::: Excerpted passage
We welcome a wide array of submissions focused on data-centric AI, encompassing topics such as theories, algorithms, applications, systems, and tools. These topics include but are not limited to:

  • Automated Data Science Methods
    • Data cleaning, denoising, and interpolation
    • Feature selection and generation
    • Data refinement, feature-instance joint selection
    • Data quality improvement, representation learning, reconstruction
    • Outlier detection and removal
  • Tools and Methodologies for Expediting Open-source Dataset Preparation
    • Time acceleration tools for sourcing and preparing high-quality data
    • Tools for consistent data labeling, data quality improvement
    • Tools for generating high-quality supervised learning training data
    • Tools for dataset control, high-level editing, searching public resources
    • Tools for dataset feedback incorporation, coverage understanding, editing
    • Dataset importers and exporters for easy data combination and consumption
    • System architectures and interfaces for dataset tool composition
  • Algorithms for Handling Limited Labeled Data and Label Efficiency
    • Data selection techniques, semi-supervised learning, few-shot learning
    • Weak supervision methods, transfer learning, self-supervised learning approaches
  • Algorithms for Dealing with Biased, Shifted, Drifted, and Out of Distribution Data
    • Datasets for bias evaluation and analysis
    • Algorithms for automated bias elimination, model training with biased data

Submission Details


We invite the submission of regular research papers (max 9 pages), including the bibliography and any possible appendices. Submissions must be in PDF format, and formatted according to the 2-column ACM sigconf template. Submitted papers will be assessed based on their novelty, technical quality, potential impact, insightfulness, depth, clarity, and reproducibility. All the papers are required to be submitted via the EasyChair Submission. For more questions about the workshop and submissions, please send email to kunpeng@pdx.edu

Important Dates (Anywhere on Earth)
::::::
* _What to do_
1 – Please copy the call for papers word for word from "We invite the" to "(Anywhere on Earth)".
2 – According to the call for papers, what template must submissions be formatted with?
::: Dataset extract
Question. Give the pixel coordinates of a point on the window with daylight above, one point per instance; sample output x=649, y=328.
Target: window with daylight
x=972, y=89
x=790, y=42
::::::
* _Solution list_
1 –
We invite the submission of regular research papers (max 9 pages), including the bibliography and any possible appendices. Submissions must be in PDF format, and formatted according to the 2-column ACM sigconf template. Submitted papers will be assessed based on their novelty, technical quality, potential impact, insightfulness, depth, clarity, and reproducibility. All the papers are required to be submitted via the EasyChair Submission. For more questions about the workshop and submissions, please send email to kunpeng@pdx.edu

Important Dates (Anywhere on Earth)

2 – The 2-column ACM sigconf template.